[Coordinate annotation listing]
Start
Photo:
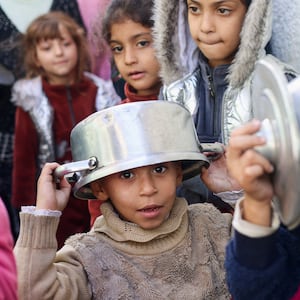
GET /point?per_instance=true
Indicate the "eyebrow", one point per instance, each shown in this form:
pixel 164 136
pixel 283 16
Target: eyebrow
pixel 134 37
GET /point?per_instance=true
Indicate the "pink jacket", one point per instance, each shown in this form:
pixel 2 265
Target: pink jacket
pixel 8 272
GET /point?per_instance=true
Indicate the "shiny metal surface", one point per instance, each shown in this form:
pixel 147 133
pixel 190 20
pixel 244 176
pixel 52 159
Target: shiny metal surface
pixel 132 135
pixel 276 103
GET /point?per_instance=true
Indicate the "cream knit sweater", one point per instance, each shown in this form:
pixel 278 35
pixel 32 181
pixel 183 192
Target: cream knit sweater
pixel 183 259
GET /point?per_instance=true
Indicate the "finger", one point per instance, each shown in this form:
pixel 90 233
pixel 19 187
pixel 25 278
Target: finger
pixel 247 129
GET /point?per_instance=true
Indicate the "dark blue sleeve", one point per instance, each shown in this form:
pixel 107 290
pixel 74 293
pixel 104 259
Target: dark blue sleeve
pixel 263 268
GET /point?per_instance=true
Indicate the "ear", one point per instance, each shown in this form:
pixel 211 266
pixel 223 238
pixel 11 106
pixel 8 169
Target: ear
pixel 179 176
pixel 98 191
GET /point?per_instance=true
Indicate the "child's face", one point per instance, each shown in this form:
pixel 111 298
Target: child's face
pixel 132 48
pixel 215 26
pixel 145 195
pixel 58 57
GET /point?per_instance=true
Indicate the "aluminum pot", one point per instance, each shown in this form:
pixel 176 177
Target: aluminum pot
pixel 132 135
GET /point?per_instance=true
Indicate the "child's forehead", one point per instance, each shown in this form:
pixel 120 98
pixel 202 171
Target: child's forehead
pixel 55 31
pixel 217 2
End
Copy every line of the listing above word for word, from start to finish. Omit the pictures from your copy.

§ **The response**
Photo:
GET /point?per_instance=true
Indicate the "eyebrow", one point per instance, each shown in this form:
pixel 164 136
pixel 283 16
Target: eyebrow
pixel 134 37
GET /point?per_instance=true
Indicate the "pink jacket", one point per instance, each shown in this form:
pixel 2 265
Target: pink jacket
pixel 8 272
GET /point?per_instance=true
Indicate the "shiny metal surface", one point per instance, each shown in this form:
pixel 147 133
pixel 190 20
pixel 244 176
pixel 52 159
Target: shiny metal surface
pixel 132 135
pixel 276 103
GET /point?per_instance=true
Indicate the "cream knit sweater", one point per instance, each shown in this form:
pixel 278 35
pixel 32 181
pixel 183 192
Target: cream knit sweater
pixel 183 259
GET /point?per_instance=true
Indicate the "finger", one point per instance, each shown in this form:
pixel 90 233
pixel 19 187
pixel 25 278
Target: finger
pixel 247 129
GET /point?per_instance=true
Indicate the "dark blue sleeve", one point per instance, each shown in this form:
pixel 107 290
pixel 74 293
pixel 104 259
Target: dark blue sleeve
pixel 263 268
GET /point?per_instance=true
Indicate the "ear", one point per instance, each shown in this form:
pixel 211 266
pixel 223 238
pixel 11 106
pixel 8 169
Target: ear
pixel 179 176
pixel 98 191
GET /point?per_instance=true
Indicate the "child's face", one point per instance, each shown in this form:
pixel 111 298
Target: child's face
pixel 132 48
pixel 215 26
pixel 145 195
pixel 58 57
GET /point?per_instance=true
Indicate the "aluminum pot", one point per instance, each shown in this form:
pixel 176 177
Target: aluminum pot
pixel 132 135
GET /point?per_instance=true
Indicate the "child's forehead", one point per instance, each shown in this form:
pixel 120 98
pixel 202 171
Target: child's forehead
pixel 55 31
pixel 217 2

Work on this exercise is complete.